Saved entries
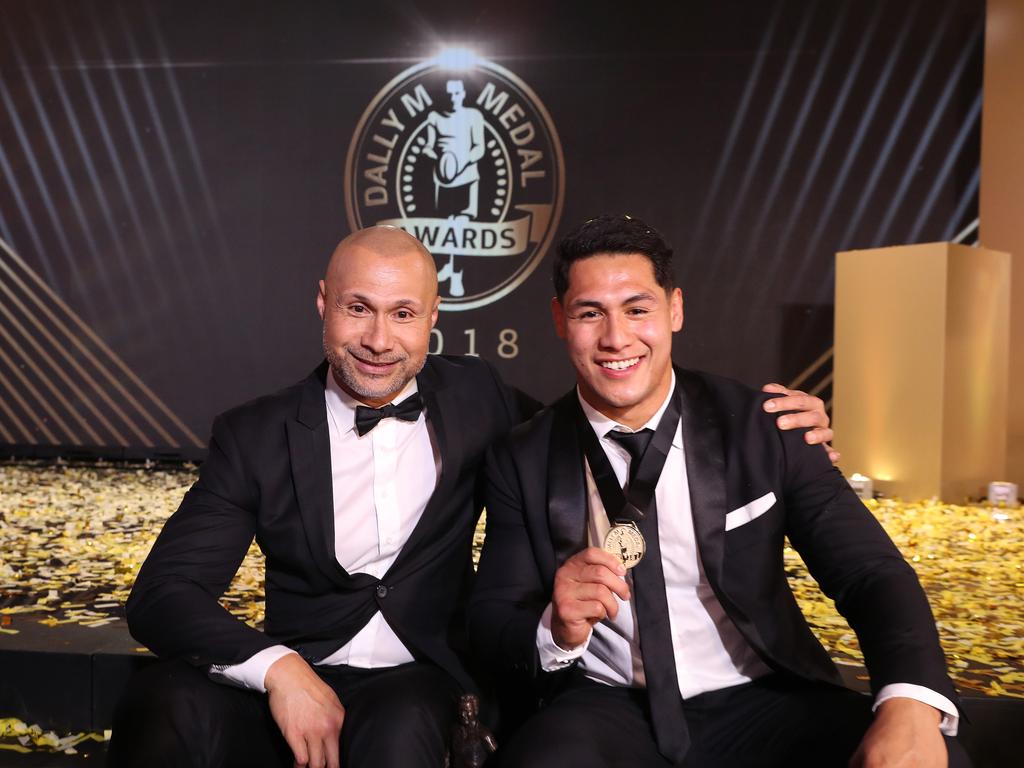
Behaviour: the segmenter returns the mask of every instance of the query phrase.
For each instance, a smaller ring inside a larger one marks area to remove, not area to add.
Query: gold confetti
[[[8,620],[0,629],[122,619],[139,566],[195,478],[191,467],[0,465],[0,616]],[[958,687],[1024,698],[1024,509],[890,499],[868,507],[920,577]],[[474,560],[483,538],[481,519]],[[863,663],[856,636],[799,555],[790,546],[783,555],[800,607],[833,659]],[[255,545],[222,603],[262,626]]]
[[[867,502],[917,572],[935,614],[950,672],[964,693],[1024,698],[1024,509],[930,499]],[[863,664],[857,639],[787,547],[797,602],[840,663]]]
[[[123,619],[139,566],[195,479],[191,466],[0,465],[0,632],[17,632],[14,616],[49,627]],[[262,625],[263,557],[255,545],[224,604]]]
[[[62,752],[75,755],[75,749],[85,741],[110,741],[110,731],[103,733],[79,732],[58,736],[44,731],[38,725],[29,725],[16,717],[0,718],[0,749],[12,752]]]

Work task
Each line of the data that includes "instance" should be copied.

Answer to this exercise
Behaviour: the segmenter returns the mask of every instance of the query phrase.
For each instance, a smaller ring inside a larger one marks area to remove, not area to add.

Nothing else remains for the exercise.